Texto del documento:
Los pueblos son para el verano (y para el invierno)
ENS-Llena De Vida/Rural
La que les voy a contar es una queja habitual en algunas de las zonas despobladas que se llenan en verano y en invierno la vida retorna por donde solía, es decir, por los senderos de la soledad y la falta de expectativas. Son zonas maravillosas como, pongamos por ejemplo, nuestro Alto Tajo cuyos pueblos triplican y cuadriplican población en el periodo estival, en algunos casos. Los que queremos que la despoblación en España sea un problema que pueda ser resuelto, a pesar de ser una tarea titánica, siempre incidimos en que los pueblos necesitan vida en invierno para poder seguir adelante, pero, ojo, no se puede rechazar el motor que supone la época estival. A nadie le amarga un dulce. Que se lo digan a Brihuega con su lavanda.
Lo cierto es que el nuevo mundo rural nada tiene que ver con lo que conocimos los que nacimos en los años setenta y ochenta, tampoco los veranos. También los veranos ahora son distintos, aunque siga habiendo personas, sobre todo mayores, sentándose a tomar la fresca en las puertas de las casas, pero junto a ellos hay una banda de niños conectados a su móvil mirándose entre ellos más bien poco y menos aún al entorno que les rodea. Igualmente es posible que por allí ande algún nómada digital rural, cada vez más numerosos, esas personas superconectadas que, sin embargo, eligen un entorno rural para realizar su vida en una opción híbrida donde se trabaja en lo urbano desde lo rural. El ordenador es la herramienta necesaria e imprescindible. Lo hibrido es una nota característica de algunas de las personas que eligen ahora los pueblos. En el mundo rural cada vez existen menos personas de pueblo, tal y como las hemos conocido, y más personas de nuevo cuño que viven a caballo entre lo urbano y lo rural y mezclan ambas influencias en sus formas de estar. Hay agricultores y ganaderos, sí, pero también bohemios, emprendedores con ideas luminosas, profesores universitarios jubilados, jóvenes que buscan una nueva expectativa en el lugar que un día sus padres dejaron en busca de una oportunidad en la ciudad.
Los nuevos habitantes del mundo rural ofrecen un cuadro de lo más variopinto y lleno de matices. Se dijo en aquella obra de teatro de Fernando Fernán Gómez que “las bicicletas son para el verano”, y se asociaba este enunciado a lo rural y uno se veía y se disfrutaba dando pedaladas en aquel pueblo que siempre se tiene como referencia por nuestras raíces y vivencias. Ahora podríamos decir que los pueblos son para el verano. Lo rural se puso de moda con la irrupción de la pandemia. La gente volvió la vista a los pueblos como un gran remedio y válvula de escape ante una ambiente tan toxico y contaminado. ¿Qué ha quedado de todo eso? Algo, aunque no tanto como llegaron a esperar los más optimistas. Es vedad que a raíz del covid se ha extendido el teletrabajo y este se desarrolla en entornos rurales con frecuencia. Conectados a lo urbano desde lo rural es un concepto muy en boga, y también especialmente en verano.

Datos almacenados:
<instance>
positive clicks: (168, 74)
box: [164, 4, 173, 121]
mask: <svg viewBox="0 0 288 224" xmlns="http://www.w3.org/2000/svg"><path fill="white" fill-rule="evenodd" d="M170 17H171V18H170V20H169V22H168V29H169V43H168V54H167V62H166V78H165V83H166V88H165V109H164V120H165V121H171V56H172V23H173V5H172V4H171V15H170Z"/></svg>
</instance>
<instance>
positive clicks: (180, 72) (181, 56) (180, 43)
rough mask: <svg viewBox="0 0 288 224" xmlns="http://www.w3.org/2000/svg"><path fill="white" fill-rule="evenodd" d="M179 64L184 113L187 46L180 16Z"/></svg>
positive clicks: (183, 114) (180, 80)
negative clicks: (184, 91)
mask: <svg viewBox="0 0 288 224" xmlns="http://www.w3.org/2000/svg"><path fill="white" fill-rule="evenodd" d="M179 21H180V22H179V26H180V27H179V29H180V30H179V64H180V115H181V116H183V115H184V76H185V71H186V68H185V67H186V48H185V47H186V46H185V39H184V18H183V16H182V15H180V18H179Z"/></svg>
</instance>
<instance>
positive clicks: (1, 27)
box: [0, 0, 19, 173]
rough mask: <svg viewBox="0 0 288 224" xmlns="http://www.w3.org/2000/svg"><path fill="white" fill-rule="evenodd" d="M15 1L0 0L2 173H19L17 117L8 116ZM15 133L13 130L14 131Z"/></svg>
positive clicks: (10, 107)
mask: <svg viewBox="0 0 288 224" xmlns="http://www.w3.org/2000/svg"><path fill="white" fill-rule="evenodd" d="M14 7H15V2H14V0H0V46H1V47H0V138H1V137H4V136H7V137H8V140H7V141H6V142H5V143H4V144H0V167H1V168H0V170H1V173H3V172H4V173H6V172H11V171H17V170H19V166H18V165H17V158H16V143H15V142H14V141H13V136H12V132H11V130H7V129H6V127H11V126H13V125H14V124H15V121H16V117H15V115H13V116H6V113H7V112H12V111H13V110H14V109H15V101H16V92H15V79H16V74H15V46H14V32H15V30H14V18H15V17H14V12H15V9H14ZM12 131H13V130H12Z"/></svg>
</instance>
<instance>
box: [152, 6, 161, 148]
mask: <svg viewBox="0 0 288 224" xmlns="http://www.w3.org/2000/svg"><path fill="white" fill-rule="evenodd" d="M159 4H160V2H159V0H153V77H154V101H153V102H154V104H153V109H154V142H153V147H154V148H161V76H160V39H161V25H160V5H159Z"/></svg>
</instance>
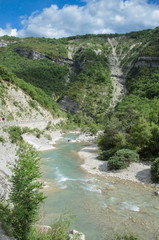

La tarea:
Reproduce sin cambios, del texto sobre los pueblos en verano, todo lo que va desde "ENS-Llena De Vida/Rural" hasta "con su lavanda.".

Resultado del ejercicio:
ENS-Llena De Vida/Rural
La que les voy a contar es una queja habitual en algunas de las zonas despobladas que se llenan en verano y en invierno la vida retorna por donde solía, es decir, por los senderos de la soledad y la falta de expectativas. Son zonas maravillosas como, pongamos por ejemplo, nuestro Alto Tajo cuyos pueblos triplican y cuadriplican población en el periodo estival, en algunos casos. Los que queremos que la despoblación en España sea un problema que pueda ser resuelto, a pesar de ser una tarea titánica, siempre incidimos en que los pueblos necesitan vida en invierno para poder seguir adelante, pero, ojo, no se puede rechazar el motor que supone la época estival. A nadie le amarga un dulce. Que se lo digan a Brihuega con su lavanda.